§ Extracted text
***

The Deepseek provider may train on your prompts: https://openrouter.ai/deepseek/deepseek-v3.1-terminus
It's good that they made this improvement. But is there any advantages at this point using DeepSeek over Qwen?
that's basically choosing are random with extra steps!
I'm curious if my experience was unusual (it very much could be!) and I'd be interested to hear from anyone who's used both.
There's a GitHub bug about it that leads to more discussion here: https://github.com/deepseek-ai/DeepSeek-V3/issues/849
Good to see a fix and that it goes with some benchmark gains!
Also, given a partly Chinese prompt, Qwen will sometimes run its whole thinking trace in Chinese, which anecdotally seems to perform slightly worse for the same prompt versus an English thinking trace.
Twitter/X post link: https://twitter.com/deepseek_ai/status/1970117808035074215
Also Hugging Face model link: https://huggingface.co/deepseek-ai/DeepSeek-V3.1-Terminus
https://huggingface.co/mlx-community/Qwen3-Next-80B-A3B-Inst...
I usually use GPT-oss-120B with CPU MoE offloading. It writes at about 10tps, which is useful enough for the limited things I use it for. But I’m curious how Q3 Next will work (or whether I’ll be able to offload and run it with GPU acceleration at all.)
(4090)
1) We haven't managed to distill models enough to get good enough performance to fit in the typical gaming desktop (say, 7B-24b class models). Even then though - most consumers don't have high end desktops, so even a 3060 class GPU requirement would exclude a lot of people.
2) Nothing is stopping you/anyone from buying 24ish 5090s (a consumer hardware product) to get the required ~600GB-1TB of VRAM to run unquantized deepseek except time/money/know how. Sure, it's unreasonably expensive but it's not like labs are conspiring to prevent people from running these models, it's just expensive for everyone and the common person doesn't have the funding to get into it.
That really depends on what "good enough" means. Qwen3-30b runs absolutely fine at q4 on a 24GB card, although that's also stretching "typical gaming desktop". It's competent as a code completion or aider-type coding agent model in that scenario.
But really we need both. Yes it would be nice to have things targeted to our own particular niche, but there are only so many labs cranking these things out. Small models will only get better from here.

***

§ Data extract

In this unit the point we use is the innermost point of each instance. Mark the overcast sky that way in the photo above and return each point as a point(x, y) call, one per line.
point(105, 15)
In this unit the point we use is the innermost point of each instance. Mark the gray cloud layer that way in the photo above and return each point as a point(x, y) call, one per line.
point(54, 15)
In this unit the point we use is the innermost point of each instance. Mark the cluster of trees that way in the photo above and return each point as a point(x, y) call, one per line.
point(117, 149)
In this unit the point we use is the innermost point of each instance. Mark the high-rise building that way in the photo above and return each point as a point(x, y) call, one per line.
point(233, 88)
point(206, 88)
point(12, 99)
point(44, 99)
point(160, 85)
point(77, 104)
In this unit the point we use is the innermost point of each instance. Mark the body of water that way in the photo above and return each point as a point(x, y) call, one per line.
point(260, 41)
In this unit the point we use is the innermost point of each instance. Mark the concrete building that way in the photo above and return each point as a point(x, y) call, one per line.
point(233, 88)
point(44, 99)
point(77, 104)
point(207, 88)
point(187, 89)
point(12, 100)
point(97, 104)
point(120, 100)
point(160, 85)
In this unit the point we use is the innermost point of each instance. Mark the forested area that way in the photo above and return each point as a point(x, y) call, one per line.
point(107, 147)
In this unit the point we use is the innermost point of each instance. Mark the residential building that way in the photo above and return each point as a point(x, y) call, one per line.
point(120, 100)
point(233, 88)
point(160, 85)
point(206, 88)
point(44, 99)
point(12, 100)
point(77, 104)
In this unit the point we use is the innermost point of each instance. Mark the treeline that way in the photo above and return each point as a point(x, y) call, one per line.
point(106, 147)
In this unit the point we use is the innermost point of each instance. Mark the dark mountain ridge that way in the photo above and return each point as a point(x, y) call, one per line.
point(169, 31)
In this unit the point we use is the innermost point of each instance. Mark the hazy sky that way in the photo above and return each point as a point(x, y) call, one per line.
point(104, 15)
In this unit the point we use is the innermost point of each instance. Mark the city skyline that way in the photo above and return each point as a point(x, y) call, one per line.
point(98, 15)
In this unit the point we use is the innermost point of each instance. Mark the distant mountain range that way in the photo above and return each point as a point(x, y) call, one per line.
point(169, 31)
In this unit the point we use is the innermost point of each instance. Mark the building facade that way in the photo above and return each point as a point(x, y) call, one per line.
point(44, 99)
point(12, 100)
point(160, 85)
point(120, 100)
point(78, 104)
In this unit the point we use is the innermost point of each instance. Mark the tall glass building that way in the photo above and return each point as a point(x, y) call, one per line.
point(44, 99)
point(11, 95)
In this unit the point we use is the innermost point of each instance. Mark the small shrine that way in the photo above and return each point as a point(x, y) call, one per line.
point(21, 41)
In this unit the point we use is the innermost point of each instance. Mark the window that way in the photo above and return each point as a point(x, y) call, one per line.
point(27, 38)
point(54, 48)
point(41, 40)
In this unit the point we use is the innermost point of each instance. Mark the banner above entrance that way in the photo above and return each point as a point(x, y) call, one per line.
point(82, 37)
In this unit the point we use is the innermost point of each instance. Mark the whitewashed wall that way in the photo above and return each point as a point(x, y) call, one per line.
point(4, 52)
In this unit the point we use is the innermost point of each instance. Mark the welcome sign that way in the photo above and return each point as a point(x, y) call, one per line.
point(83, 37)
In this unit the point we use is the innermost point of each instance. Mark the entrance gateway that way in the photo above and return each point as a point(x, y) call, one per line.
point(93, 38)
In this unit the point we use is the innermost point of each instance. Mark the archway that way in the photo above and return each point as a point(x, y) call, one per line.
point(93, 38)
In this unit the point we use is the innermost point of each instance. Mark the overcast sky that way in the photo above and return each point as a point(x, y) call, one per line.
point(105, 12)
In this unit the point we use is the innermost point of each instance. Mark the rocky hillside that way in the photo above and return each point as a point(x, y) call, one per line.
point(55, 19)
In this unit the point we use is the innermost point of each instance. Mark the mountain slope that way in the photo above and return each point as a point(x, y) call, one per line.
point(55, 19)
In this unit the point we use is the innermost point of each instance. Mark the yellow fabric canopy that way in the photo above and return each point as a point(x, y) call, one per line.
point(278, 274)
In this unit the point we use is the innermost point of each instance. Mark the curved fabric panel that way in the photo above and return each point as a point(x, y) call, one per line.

***

§ About this task
Answer these questions from the forum thread above, one per line:
1. Which model does one commenter usually run with CPU MoE offloading, and at roughly what speed does it write?
2. How much VRAM does the thread say is required to run unquantized DeepSeek?
3. At what quantization and on what size of card does a commenter say Qwen3-30b runs fine?

§ Solved problem
1. GPT-oss-120B, at about 10 tps.
2. About 600GB to 1TB of VRAM.
3. At q4, on a 24GB card.